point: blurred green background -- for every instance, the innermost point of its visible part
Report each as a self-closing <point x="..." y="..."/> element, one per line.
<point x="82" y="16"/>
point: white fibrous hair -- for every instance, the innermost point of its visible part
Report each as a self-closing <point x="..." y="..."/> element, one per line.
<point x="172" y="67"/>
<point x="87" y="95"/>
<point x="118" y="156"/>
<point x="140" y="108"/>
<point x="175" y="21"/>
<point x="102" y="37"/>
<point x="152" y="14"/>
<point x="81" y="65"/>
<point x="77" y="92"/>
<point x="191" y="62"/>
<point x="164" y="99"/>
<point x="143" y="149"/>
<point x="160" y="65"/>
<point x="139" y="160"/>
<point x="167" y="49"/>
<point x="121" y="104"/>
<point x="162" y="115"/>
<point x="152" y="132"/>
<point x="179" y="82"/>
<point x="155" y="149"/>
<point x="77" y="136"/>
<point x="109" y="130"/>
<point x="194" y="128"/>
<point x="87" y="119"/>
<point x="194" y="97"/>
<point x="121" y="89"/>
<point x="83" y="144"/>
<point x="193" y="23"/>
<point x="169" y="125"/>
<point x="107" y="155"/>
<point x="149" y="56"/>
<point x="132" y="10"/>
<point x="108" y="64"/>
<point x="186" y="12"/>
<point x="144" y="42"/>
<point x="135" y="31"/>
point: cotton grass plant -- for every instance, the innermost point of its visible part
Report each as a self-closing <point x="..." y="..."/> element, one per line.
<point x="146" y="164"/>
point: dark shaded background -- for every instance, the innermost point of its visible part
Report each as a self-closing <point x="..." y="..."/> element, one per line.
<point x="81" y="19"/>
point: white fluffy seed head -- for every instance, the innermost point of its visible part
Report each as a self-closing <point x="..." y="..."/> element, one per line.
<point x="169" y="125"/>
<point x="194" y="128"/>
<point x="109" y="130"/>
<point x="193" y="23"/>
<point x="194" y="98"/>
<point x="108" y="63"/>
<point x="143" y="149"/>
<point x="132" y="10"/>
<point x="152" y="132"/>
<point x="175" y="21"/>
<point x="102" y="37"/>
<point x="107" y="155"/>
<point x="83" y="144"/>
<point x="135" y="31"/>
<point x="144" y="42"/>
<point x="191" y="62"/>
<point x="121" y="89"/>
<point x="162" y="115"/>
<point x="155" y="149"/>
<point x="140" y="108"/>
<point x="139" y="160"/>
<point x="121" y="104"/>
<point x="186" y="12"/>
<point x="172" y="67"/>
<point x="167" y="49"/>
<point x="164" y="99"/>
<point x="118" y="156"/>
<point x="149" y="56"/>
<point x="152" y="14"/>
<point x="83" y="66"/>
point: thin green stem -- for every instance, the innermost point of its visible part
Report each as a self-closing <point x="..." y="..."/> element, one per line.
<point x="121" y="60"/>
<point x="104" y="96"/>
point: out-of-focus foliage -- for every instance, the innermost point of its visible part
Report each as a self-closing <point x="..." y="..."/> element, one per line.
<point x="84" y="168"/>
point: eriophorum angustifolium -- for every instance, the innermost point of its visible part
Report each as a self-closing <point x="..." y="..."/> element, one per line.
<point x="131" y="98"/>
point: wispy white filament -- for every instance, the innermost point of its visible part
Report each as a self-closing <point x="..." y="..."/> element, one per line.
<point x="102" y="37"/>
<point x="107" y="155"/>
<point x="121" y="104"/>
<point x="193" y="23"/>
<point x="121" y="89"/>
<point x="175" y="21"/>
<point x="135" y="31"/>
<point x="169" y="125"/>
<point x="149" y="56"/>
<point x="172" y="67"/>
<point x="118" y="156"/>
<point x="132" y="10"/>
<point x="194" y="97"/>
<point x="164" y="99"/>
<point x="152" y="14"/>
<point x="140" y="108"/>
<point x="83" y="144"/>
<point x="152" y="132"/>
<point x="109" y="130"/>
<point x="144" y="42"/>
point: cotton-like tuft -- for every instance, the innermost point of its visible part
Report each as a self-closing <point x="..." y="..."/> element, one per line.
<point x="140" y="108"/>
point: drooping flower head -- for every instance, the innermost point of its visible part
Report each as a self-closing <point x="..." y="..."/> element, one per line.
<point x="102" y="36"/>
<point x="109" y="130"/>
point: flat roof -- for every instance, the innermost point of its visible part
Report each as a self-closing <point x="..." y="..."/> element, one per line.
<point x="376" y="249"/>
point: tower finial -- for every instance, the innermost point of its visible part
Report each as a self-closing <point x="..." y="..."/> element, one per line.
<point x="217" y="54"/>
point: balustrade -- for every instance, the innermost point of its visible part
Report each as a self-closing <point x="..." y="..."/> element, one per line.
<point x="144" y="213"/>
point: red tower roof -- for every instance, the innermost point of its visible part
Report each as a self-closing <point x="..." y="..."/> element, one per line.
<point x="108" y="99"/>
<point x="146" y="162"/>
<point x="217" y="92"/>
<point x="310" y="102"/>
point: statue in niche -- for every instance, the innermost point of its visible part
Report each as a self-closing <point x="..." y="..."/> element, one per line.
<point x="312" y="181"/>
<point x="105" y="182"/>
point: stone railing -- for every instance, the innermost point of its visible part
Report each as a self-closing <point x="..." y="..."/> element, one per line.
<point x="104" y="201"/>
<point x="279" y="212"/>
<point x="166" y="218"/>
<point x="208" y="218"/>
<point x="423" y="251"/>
+++
> [Task description] Exactly reproduce all of the entries above.

> [Result]
point: blurred green background -- for every instance, the innermost point of its visible part
Report each as a self-closing <point x="..." y="..."/> element, one per line.
<point x="82" y="16"/>
point: white fibrous hair -- for every instance, the innermost point of its visible part
Report each as a self-closing <point x="..." y="..."/> element, one per line.
<point x="172" y="67"/>
<point x="87" y="95"/>
<point x="118" y="156"/>
<point x="140" y="108"/>
<point x="175" y="21"/>
<point x="102" y="37"/>
<point x="152" y="14"/>
<point x="81" y="65"/>
<point x="77" y="92"/>
<point x="191" y="62"/>
<point x="164" y="99"/>
<point x="143" y="149"/>
<point x="160" y="65"/>
<point x="139" y="160"/>
<point x="167" y="49"/>
<point x="121" y="104"/>
<point x="162" y="115"/>
<point x="152" y="132"/>
<point x="179" y="82"/>
<point x="155" y="149"/>
<point x="77" y="136"/>
<point x="109" y="130"/>
<point x="194" y="128"/>
<point x="87" y="119"/>
<point x="194" y="97"/>
<point x="121" y="89"/>
<point x="83" y="144"/>
<point x="193" y="23"/>
<point x="169" y="125"/>
<point x="107" y="155"/>
<point x="149" y="56"/>
<point x="132" y="10"/>
<point x="108" y="64"/>
<point x="186" y="12"/>
<point x="144" y="42"/>
<point x="135" y="31"/>
point: cotton grass plant -- for every instance, the innermost point of its visible part
Report each as a self-closing <point x="..." y="..."/> element, one per line.
<point x="146" y="164"/>
point: dark shaded background -- for every instance, the innermost point of its visible part
Report each as a self-closing <point x="..." y="..."/> element, one per line.
<point x="81" y="19"/>
point: white fluffy seed head -- for every instance, the innermost point of its visible part
Report each as a self-closing <point x="..." y="..."/> element, one per line.
<point x="169" y="125"/>
<point x="194" y="128"/>
<point x="109" y="130"/>
<point x="193" y="23"/>
<point x="194" y="98"/>
<point x="108" y="63"/>
<point x="143" y="149"/>
<point x="132" y="10"/>
<point x="152" y="132"/>
<point x="175" y="21"/>
<point x="102" y="37"/>
<point x="107" y="155"/>
<point x="83" y="144"/>
<point x="135" y="31"/>
<point x="144" y="42"/>
<point x="191" y="62"/>
<point x="121" y="89"/>
<point x="162" y="115"/>
<point x="155" y="149"/>
<point x="140" y="108"/>
<point x="139" y="160"/>
<point x="121" y="104"/>
<point x="186" y="12"/>
<point x="172" y="67"/>
<point x="167" y="49"/>
<point x="164" y="99"/>
<point x="118" y="156"/>
<point x="149" y="56"/>
<point x="152" y="14"/>
<point x="83" y="66"/>
point: thin green stem -- for every instance, the innermost point of its visible part
Report each as a self-closing <point x="..." y="..."/> element, one per line.
<point x="121" y="60"/>
<point x="104" y="96"/>
point: out-of-focus foliage -- for every instance, the innermost point of its visible part
Report each as a self-closing <point x="..." y="..."/> element, one per line.
<point x="84" y="168"/>
point: eriophorum angustifolium -- for every instance, the innermost point of its visible part
Report each as a self-closing <point x="..." y="..."/> element, one per line.
<point x="131" y="98"/>
point: wispy white filament -- for every instance, the innermost point of its visible part
Report each as a self-closing <point x="..." y="..."/> element, one per line.
<point x="102" y="37"/>
<point x="107" y="155"/>
<point x="121" y="104"/>
<point x="193" y="23"/>
<point x="121" y="89"/>
<point x="175" y="21"/>
<point x="135" y="31"/>
<point x="169" y="125"/>
<point x="149" y="56"/>
<point x="172" y="67"/>
<point x="118" y="156"/>
<point x="132" y="10"/>
<point x="194" y="97"/>
<point x="164" y="99"/>
<point x="152" y="14"/>
<point x="140" y="108"/>
<point x="83" y="144"/>
<point x="152" y="132"/>
<point x="109" y="130"/>
<point x="144" y="42"/>
point: cotton-like tuft -- for every instance, the innermost point of its visible part
Report each as a self-closing <point x="..." y="..."/> element, one per line.
<point x="140" y="108"/>
point: drooping flower head -- for every instance, the innermost point of its visible part
Report each as a self-closing <point x="..." y="..."/> element, one per line.
<point x="102" y="36"/>
<point x="109" y="130"/>
point: flat roof -- for every instance, the innermost point of its visible part
Report each as a self-closing <point x="..." y="..."/> element, one per line.
<point x="376" y="249"/>
point: tower finial -- for every instance, the innermost point of its visible part
Report each as a self-closing <point x="..." y="..."/> element, one per line.
<point x="217" y="54"/>
point: balustrade -- for every instance, the innermost point of its visible part
Report each as a self-closing <point x="..." y="..."/> element, one per line.
<point x="144" y="213"/>
point: red tower roof -- for every instance, the innermost point of its visible part
Report each as a self-closing <point x="..." y="..."/> element, one per line.
<point x="108" y="99"/>
<point x="146" y="162"/>
<point x="217" y="92"/>
<point x="310" y="102"/>
point: statue in niche -- for every instance, the innermost point of its visible part
Report each as a self-closing <point x="..." y="..."/> element, one per line.
<point x="312" y="181"/>
<point x="105" y="182"/>
point: stone railing -- for every instance, the innermost point of its visible part
Report each as a self-closing <point x="..." y="..."/> element, one per line.
<point x="104" y="201"/>
<point x="279" y="212"/>
<point x="166" y="218"/>
<point x="208" y="218"/>
<point x="423" y="251"/>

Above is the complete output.